─── Records for the task ───
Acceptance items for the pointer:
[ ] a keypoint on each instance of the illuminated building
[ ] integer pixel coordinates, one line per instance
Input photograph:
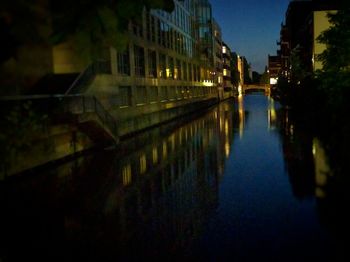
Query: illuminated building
(304, 22)
(274, 67)
(227, 57)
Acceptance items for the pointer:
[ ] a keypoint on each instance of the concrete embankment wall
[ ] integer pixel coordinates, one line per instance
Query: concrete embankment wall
(50, 144)
(59, 141)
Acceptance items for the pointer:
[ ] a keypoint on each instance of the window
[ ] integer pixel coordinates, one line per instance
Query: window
(139, 55)
(162, 65)
(153, 94)
(141, 95)
(185, 71)
(172, 93)
(179, 69)
(124, 96)
(163, 93)
(123, 62)
(152, 64)
(171, 68)
(190, 78)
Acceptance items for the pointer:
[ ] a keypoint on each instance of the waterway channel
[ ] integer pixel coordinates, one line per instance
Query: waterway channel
(239, 182)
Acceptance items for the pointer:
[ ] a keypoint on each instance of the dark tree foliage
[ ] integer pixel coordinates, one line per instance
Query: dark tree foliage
(335, 76)
(235, 75)
(90, 24)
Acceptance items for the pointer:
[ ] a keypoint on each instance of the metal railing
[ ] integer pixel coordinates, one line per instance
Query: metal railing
(78, 104)
(58, 105)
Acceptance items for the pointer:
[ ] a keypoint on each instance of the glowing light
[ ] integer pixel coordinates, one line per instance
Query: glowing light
(207, 83)
(155, 155)
(273, 80)
(224, 50)
(126, 174)
(143, 164)
(240, 90)
(227, 149)
(165, 150)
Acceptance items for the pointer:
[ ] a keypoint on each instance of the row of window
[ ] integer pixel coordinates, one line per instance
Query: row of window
(142, 95)
(168, 66)
(165, 35)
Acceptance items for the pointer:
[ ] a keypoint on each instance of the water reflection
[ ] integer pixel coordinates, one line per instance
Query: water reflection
(312, 176)
(244, 181)
(149, 198)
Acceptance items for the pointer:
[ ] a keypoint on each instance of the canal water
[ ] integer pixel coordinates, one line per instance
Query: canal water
(239, 182)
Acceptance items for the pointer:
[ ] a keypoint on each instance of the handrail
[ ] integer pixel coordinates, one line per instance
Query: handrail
(75, 104)
(78, 79)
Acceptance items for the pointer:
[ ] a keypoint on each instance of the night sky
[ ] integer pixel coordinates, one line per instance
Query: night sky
(251, 27)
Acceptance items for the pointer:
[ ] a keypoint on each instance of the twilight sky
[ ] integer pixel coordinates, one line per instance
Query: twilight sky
(251, 27)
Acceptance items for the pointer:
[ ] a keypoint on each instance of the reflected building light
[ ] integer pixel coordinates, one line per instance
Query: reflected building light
(207, 83)
(227, 149)
(240, 91)
(319, 193)
(322, 169)
(272, 116)
(273, 80)
(226, 128)
(143, 164)
(165, 150)
(155, 155)
(241, 116)
(172, 141)
(126, 174)
(291, 130)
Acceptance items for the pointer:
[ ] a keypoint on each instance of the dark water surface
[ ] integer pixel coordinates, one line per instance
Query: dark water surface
(242, 182)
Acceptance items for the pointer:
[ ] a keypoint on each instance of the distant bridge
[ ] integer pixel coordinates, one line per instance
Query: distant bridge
(265, 88)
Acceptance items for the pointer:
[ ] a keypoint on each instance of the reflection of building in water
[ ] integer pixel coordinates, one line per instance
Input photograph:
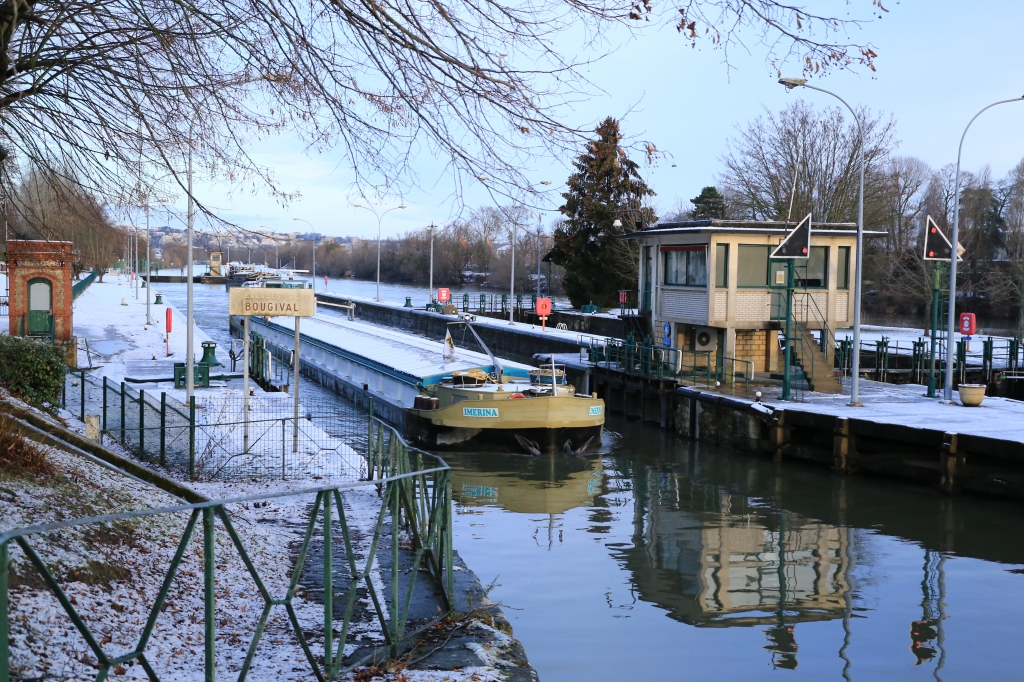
───
What you will do => Write out the data exactly, and exclude every picture it holds.

Answer for the task =>
Acceptance items for the pointer:
[ ] a keypoint on each instance of the illuminated building
[ ] integer pixel coordinates, one line per instance
Input photograph:
Query: illuminated building
(304, 22)
(274, 67)
(227, 57)
Acceptance items for the pointer:
[ ] a keypoint on each instance of the concrete embankment wall
[ ] integer pixel coordinates, one line per instance
Query: concrete embankment wall
(50, 144)
(59, 141)
Acceptance items for the pointer:
[ ] a keypoint on each instance of the window
[ ] integer pixel coordinates, one line per instance
Query: window
(139, 55)
(162, 65)
(153, 94)
(141, 95)
(185, 71)
(172, 93)
(179, 69)
(124, 96)
(163, 93)
(123, 62)
(152, 64)
(171, 68)
(190, 78)
Acceptance items for the pointer:
[ ] a keypoint on each instance of the waterway channel
[ ] integer pixel coordinates, one line per instance
Query: waterway channel
(239, 182)
Acceptance items for the pointer:
[ ] a keypoint on each instance of the dark tree foliage
[ ] integer pixel coordinates, one line per instance
Query: dark tree foliage
(335, 76)
(235, 75)
(90, 24)
Acceptance items for the pointer:
[ ] a keypoint on each instance of the metal railing
[ ] integer pixel coordinates, one line per instance
Query: metal railing
(78, 104)
(58, 105)
Acceptance items for the pointer:
[ ] a keypoint on each instance of the glowing light
[ ] integer pixel coordinates, one line per instance
Query: glowing light
(207, 83)
(155, 155)
(273, 80)
(224, 50)
(126, 174)
(143, 164)
(240, 90)
(227, 149)
(165, 150)
Acceptance items for the pointer:
[ ] a keypoint on each instance of the row of window
[ ] integer pixel coordinates, one line per instance
Query: row of window
(142, 95)
(168, 66)
(165, 35)
Acceptance items for the pointer:
[ ] a keypoint on each instance of the water reflection
[ ] integer pixel coordinates, one line per instance
Query: water reflection
(312, 176)
(244, 181)
(149, 198)
Acceptance items for the pointer:
[ ] a keypoint on each instance of the canal water
[ ] integer pixel coordinates, one line per instance
Query: canal water
(239, 182)
Acceptance items for the pointer:
[ ] a keypoint on each instance of the handrail
[ ] integer pixel coordinates, one line per instance
Query: handrail
(75, 104)
(78, 79)
Acceptance items for the pointer:
[ ] a keypoint on each instance of the night sky
[ ] integer pixel coordinates, one line per instance
Query: night sky
(251, 27)
Acceptance items for the pointer:
[ ] a keypoint on each instance of the twilight sky
[ ] integer pixel coordinates, one line per instance
Query: twilight sky
(251, 27)
Acceptance items for the pointer:
[ ] a keypoint on each instance of the reflected building light
[ ] integer pixel coordinates, one line per instance
Query: reflected building light
(207, 83)
(227, 149)
(240, 91)
(319, 193)
(322, 169)
(272, 116)
(273, 80)
(226, 128)
(143, 164)
(165, 150)
(155, 155)
(241, 116)
(172, 141)
(126, 174)
(291, 130)
Acceptance items for the pointer:
[ ] a keypoint on each instance of the dark water surface
[ ] integer pixel coordinates, one line per instance
Query: dark water surface
(242, 182)
Acceptance items for the pointer:
[ ] a keypoint on each instance of the distant bridge
[ ] integer pixel coordinates, one line per instance
Query: distant bridge
(265, 88)
Acceptance items for the pointer:
[ ] a keypoint on each instance of the reflection of building in water
[ ] integer pixel coordinates, one line per instance
Input photograph:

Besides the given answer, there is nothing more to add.